Aim :: Update the records below by replacing every occurrence of "innermost point" with "central point" and leaving all other wording unchanged.

Records supplied ::
··········
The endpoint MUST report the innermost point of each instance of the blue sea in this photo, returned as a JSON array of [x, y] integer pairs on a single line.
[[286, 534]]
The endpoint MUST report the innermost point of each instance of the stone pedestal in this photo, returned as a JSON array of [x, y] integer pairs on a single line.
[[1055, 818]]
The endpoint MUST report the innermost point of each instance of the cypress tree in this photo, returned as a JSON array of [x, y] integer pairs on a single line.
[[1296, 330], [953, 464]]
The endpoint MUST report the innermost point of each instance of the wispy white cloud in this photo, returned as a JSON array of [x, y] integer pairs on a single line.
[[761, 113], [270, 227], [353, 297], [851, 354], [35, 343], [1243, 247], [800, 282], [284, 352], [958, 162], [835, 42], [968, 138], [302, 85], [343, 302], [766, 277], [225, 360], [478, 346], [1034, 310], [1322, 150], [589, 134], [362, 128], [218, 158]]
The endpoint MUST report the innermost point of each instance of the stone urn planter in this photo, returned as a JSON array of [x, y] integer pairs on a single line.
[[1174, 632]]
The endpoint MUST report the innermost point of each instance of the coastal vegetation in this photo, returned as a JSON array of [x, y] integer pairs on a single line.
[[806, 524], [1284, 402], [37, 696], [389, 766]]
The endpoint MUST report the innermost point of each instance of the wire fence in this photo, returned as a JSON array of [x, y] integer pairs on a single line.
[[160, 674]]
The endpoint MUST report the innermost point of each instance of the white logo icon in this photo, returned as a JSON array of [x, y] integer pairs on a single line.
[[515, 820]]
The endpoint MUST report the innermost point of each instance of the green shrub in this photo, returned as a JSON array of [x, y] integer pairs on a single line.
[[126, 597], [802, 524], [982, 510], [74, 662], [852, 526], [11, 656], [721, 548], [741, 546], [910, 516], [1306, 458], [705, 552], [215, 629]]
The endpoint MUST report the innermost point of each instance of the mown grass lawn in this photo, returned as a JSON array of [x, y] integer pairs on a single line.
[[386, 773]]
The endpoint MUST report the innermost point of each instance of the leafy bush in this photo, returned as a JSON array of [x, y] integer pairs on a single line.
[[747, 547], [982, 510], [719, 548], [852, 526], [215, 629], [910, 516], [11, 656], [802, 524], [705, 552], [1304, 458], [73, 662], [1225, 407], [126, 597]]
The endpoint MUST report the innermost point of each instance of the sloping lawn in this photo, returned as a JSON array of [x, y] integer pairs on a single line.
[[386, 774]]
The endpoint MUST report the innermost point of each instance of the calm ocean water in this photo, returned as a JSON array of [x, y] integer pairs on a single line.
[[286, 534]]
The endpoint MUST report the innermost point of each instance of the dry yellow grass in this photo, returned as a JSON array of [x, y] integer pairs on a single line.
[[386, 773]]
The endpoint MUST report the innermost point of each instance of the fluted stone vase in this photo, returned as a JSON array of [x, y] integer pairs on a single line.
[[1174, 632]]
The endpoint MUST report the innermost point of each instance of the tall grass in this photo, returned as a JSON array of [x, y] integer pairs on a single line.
··········
Task output ::
The endpoint MUST report the central point of each instance of the blue sea in this photo, returned as a JSON array of [x, y] integer pairs on a single line.
[[286, 534]]
The endpoint MUST report the central point of each instance of the stone pedestal in this photo, returned as a JSON array of [x, y] integer pairs on a single line.
[[1055, 818]]
The endpoint MUST report the central point of each instance of the cypress tree in this photo, returned as a JSON array of [x, y] integer pairs on a single line.
[[1296, 330], [953, 464]]
The endpoint MUST report the central point of each instance of the wispy white cloud in this photo, returned as a JSON array of [x, y] integer pairs on a single line.
[[761, 113], [270, 227], [353, 297], [851, 354], [35, 343], [1243, 247], [800, 282], [284, 352], [958, 162], [835, 42], [968, 138], [302, 85], [343, 302], [766, 277], [225, 360], [478, 346], [1034, 310], [1322, 150], [589, 134], [362, 128], [218, 158]]
The endpoint MUST report the central point of each instance of the stone urn planter in this photo, returned as a JSON array of [x, y] integer pairs on a single line.
[[1174, 632]]
The endpoint MUST report the central point of each instance of the coastal vegetation in this photo, returned as a JSON array of [x, y] integer pairs on a single line.
[[806, 524], [1284, 402], [37, 696], [389, 766]]
The endpoint MUST report the central point of each instance of the wire fence in this photo, returned as a JSON array of [x, y] integer pairs on a single line.
[[160, 674]]
The endpoint MUST report the central point of each instance of the white logo icon in this photo, returned as a JSON array of [x, y] integer pairs on a single line.
[[515, 820]]
The endpoint MUST report the central point of each instance of the green shrub in this photo, returned as a JSON array of [x, y] integer pairs on a single line.
[[126, 597], [802, 524], [982, 510], [74, 662], [852, 526], [11, 656], [721, 548], [741, 546], [910, 516], [1306, 458], [705, 552], [215, 629]]
The endpoint MUST report the central point of each instance of the mown grass lawn in this photo, returned as a JSON array of [x, y] integer pairs on a single line.
[[386, 773]]
The endpoint MUST report the central point of each instance of the leafy bush in this photo, returned as a JSON array of [x, y] integer pairs on a single line.
[[747, 547], [982, 510], [719, 548], [852, 526], [215, 629], [910, 516], [11, 656], [802, 524], [705, 552], [1304, 458], [73, 662], [1225, 407], [126, 597]]
The endpoint MUST report the central point of each instance of the sloping lawn in this photo, returned as a JSON array of [x, y] integer pairs on a single line.
[[386, 774]]
The endpoint MUST report the central point of each instance of the calm ocean water in this photo, returned as a JSON array of [x, y] integer pairs on a single line.
[[286, 534]]
The endpoint MUST report the central point of each instance of the dry yellow grass in this photo, returned as a JSON array of [x, y] integer pairs on a single line.
[[386, 773]]
The endpoint MUST report the central point of each instance of the fluted stone vase in this photo, returned as a JSON array of [x, y] integer pairs on a single line.
[[1174, 632]]
The endpoint MUST report the central point of each instance of the tall grass in this photo, returned as a JSON array of [x, y] integer pairs on a single line.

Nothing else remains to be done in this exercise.